◆ EXERCISES TO COMPLETE:
[A] In the ROMA response-time text, which response-time metric does ROMA constrain?
[B] Extend the ROMA response-time text, starting after equation (1).

◆ QUOTED PASSAGE:
The goal of ROMA is to fulfill constraint over the response time. While in the following we constrain the average response time, more conservative metrics (e.g., high percentiles) would only require a stricter set-point and more used resources, and would provide additional tail-latency guarantees. However, our evaluation (see Sect. 5) shows that even by only constraining the average response time, ROMA provides a lower maximum response time than other competitor approaches (e.g., rule-based).

Given a model m, the average response time computed over a given time window w can be formulated as follows.

$$\begin{aligned} \tau _{R_m} = \frac{\sum _{g=1}^{G} (\tau _{Q_g} + \tau _{P_g}) + \sum _{c=1}^{C} (\tau _Q{_c} + \tau _{P_c})}{G+C} \end{aligned}$$
(1)

◆ PROVIDED MATERIAL:
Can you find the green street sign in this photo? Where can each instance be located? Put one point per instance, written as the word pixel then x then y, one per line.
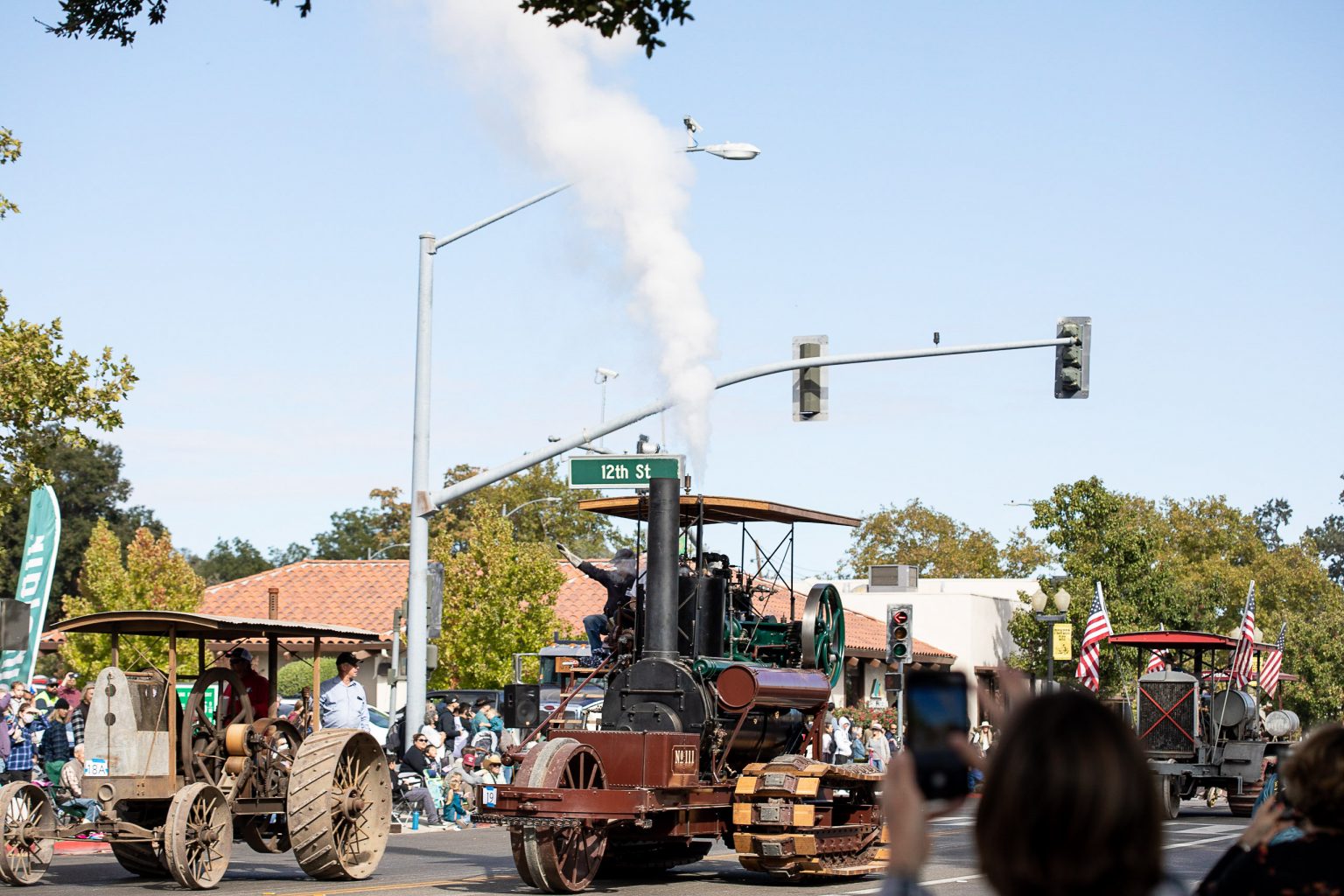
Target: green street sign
pixel 211 696
pixel 622 471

◆ ANSWERS TO THE EXERCISE:
[A] The average response time.

[B]
where G and C are the numbers of requests executed on the GPUs and CPUs respectively in w, \(\tau _{Q_i}\) is the time spent by a request i in the queue, while \(\tau _{P_i}\) is

figure a

the time spent by a GPU or a CPU to process request i. An SLA on \(\tau _{R_m}\) can state that:

$$\begin{aligned} \tau _{R_m} <= \alpha \cdot \tau _{SLA_m} = \tau _{R_m}^{\circ } \end{aligned}$$
(2)

where \(\tau _{SLA_m}\) is the threshold on the response time defined in the SLA for model m and \(\alpha \) is a parameter, which ranges between 0 and 1, that defines the set point \(\tau _{R_m}^{\circ }\) for model m. If \(\alpha = 1\) then the set point matches \(\tau _{SLA_m}\); lower values are more conservative and let the system tolerate more imprecision.

As already said, ROMA distributes the processing of requests to the different devices in the cluster by means of the two dedicated schedulers. Their goal is to select both which request to execute next and on which device. The rationale is that GPU Scheduler always selects the request of the model with the “highest” needs (see below). To complement GPUs, requests are also scheduled for processing onto CPUs by means of a round-robin policy where the (non-empty) queues to serve are selected randomly. Note that CPU Scheduler could find queues empty if the GPUs are fast enough to process all the workload alone.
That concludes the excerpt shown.